WHAT IS NEEDED: Please copy every line of the records below word for word, leaving out the pictures.

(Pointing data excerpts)
● ● ●

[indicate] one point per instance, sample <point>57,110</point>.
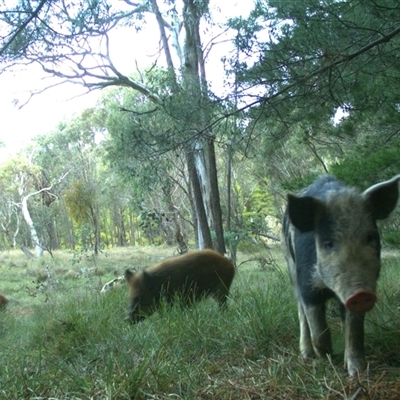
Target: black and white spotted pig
<point>332,247</point>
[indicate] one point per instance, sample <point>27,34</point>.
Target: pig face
<point>348,250</point>
<point>144,296</point>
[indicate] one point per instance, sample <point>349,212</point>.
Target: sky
<point>44,111</point>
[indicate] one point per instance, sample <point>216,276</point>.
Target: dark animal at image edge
<point>189,277</point>
<point>3,302</point>
<point>332,247</point>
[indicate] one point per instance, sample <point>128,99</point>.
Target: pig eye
<point>371,239</point>
<point>328,245</point>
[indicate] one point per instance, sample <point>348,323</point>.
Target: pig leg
<point>221,296</point>
<point>315,336</point>
<point>354,357</point>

● ● ●

WRITTEN RESPONSE:
[indicate] one point per instance, sample <point>57,110</point>.
Target: black and white spotted pig
<point>332,247</point>
[indicate] one point per instance, sample <point>27,34</point>.
Target: pig face
<point>348,250</point>
<point>144,296</point>
[indicate] one point per instance, sample <point>349,212</point>.
Target: sky
<point>44,111</point>
[indicate] one point per instance, sample <point>216,276</point>.
Target: dark animal at image edge
<point>189,277</point>
<point>3,302</point>
<point>332,247</point>
[indicate] one point per instance, sample <point>128,99</point>.
Target: pig eye
<point>371,239</point>
<point>328,245</point>
[indicate] one point per instance, sample <point>348,323</point>.
Target: pig leg
<point>221,296</point>
<point>315,336</point>
<point>354,357</point>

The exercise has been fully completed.